WORK INSTRUCTIONS
Transcribe every entry word for word, leaving out all images.

Dataset entries
Start of Block

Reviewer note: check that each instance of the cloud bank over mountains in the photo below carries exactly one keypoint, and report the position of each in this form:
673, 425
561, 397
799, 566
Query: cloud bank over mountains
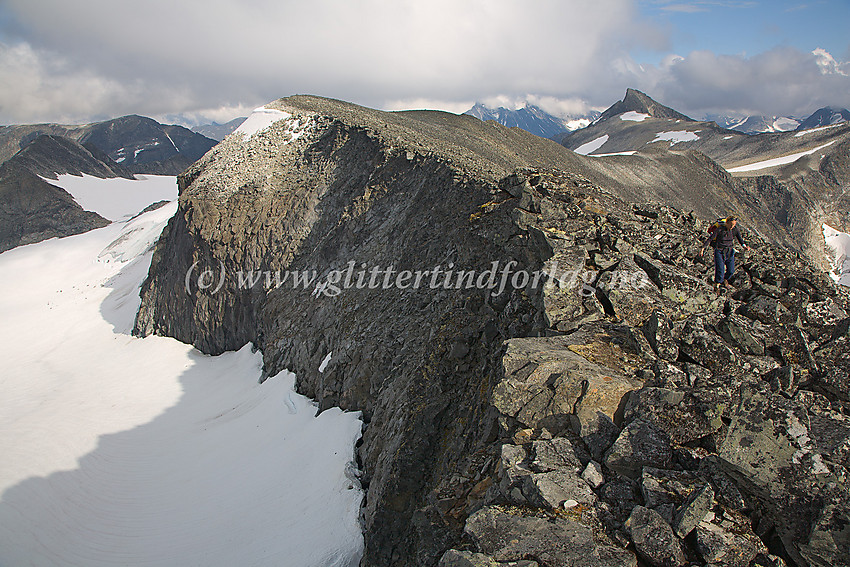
62, 61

End of Block

RESPONSE BELOW
Reviewer note: check that each instance of the cloud bank over mountains in the photo below carries exactly one keypoint, and report the position of each in this form:
673, 425
561, 397
799, 566
Query: cloud bank over mountains
62, 61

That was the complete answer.